HOW TO COMPLETE THIS TASK:
In the entries below, every line that contains "candle" must be located and copied.

── RECORDS FOR THE TASK ──

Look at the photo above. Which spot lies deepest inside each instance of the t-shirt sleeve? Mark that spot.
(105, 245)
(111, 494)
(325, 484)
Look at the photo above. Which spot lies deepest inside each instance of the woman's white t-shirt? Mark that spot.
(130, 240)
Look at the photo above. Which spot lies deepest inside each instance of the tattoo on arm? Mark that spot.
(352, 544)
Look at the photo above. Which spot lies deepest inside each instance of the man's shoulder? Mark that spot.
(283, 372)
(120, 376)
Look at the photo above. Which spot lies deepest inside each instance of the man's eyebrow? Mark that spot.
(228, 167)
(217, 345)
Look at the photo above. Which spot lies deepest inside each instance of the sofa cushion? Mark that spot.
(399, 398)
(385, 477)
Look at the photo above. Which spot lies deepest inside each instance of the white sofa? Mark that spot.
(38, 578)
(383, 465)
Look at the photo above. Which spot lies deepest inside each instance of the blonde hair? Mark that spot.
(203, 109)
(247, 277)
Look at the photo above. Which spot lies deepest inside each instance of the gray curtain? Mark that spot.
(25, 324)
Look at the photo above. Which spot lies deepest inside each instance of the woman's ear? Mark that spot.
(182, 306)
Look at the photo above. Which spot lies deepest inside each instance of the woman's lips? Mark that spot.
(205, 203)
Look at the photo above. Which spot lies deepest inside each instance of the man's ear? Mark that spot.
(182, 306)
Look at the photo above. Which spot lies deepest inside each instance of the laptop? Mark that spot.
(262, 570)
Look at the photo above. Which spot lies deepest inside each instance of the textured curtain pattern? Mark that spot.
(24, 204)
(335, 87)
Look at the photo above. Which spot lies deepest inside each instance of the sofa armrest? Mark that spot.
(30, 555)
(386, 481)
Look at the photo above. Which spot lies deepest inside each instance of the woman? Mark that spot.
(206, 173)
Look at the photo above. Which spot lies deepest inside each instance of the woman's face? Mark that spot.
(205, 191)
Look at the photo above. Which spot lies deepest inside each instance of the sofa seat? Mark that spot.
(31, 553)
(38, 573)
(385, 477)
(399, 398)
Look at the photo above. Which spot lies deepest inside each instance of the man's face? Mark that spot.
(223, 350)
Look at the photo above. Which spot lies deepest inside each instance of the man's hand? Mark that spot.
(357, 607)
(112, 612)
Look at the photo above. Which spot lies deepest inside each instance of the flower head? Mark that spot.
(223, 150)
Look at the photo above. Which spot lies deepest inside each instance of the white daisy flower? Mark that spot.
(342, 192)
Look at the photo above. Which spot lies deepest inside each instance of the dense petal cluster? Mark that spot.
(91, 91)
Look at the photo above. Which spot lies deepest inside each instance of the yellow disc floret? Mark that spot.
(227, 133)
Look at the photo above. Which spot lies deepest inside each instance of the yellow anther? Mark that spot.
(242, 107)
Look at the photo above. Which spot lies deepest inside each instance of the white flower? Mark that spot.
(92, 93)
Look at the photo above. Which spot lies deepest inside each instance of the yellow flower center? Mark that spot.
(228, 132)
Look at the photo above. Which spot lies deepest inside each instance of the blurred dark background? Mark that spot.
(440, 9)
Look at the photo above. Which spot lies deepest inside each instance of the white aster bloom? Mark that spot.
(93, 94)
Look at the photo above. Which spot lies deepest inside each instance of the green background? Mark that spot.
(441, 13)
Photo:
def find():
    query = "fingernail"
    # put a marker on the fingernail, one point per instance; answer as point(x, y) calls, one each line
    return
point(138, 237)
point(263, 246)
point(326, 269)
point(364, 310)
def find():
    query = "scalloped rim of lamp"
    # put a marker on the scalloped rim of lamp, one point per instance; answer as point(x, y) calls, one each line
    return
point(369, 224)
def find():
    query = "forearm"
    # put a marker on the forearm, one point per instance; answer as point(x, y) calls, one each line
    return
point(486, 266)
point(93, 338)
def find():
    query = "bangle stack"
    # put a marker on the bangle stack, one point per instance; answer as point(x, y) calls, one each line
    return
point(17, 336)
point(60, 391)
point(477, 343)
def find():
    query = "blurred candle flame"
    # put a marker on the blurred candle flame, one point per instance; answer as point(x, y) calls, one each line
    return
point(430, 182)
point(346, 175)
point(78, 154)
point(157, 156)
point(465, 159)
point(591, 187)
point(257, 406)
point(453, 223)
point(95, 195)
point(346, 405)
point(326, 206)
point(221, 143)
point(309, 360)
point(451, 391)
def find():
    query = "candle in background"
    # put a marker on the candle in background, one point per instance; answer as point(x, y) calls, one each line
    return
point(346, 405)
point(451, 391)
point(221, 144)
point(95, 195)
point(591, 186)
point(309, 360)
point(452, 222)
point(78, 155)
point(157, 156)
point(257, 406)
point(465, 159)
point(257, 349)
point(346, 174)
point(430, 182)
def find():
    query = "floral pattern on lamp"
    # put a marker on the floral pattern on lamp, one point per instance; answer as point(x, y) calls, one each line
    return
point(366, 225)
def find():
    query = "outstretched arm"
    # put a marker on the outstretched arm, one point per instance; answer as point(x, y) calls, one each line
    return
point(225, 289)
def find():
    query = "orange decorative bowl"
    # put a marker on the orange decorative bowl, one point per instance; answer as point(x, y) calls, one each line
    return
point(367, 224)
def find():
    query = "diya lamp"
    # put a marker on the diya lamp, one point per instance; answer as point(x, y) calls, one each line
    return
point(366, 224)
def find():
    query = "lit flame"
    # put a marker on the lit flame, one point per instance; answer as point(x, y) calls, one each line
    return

───

RESPONSE AREA:
    query = "blurred candle flame"
    # put a marker on the blurred candle flame, one point per instance; answer as point(x, y) calls, one each line
    query = "candle in background"
    # put a marker on the candle in background, one point per instance; answer as point(x, y) calls, one each line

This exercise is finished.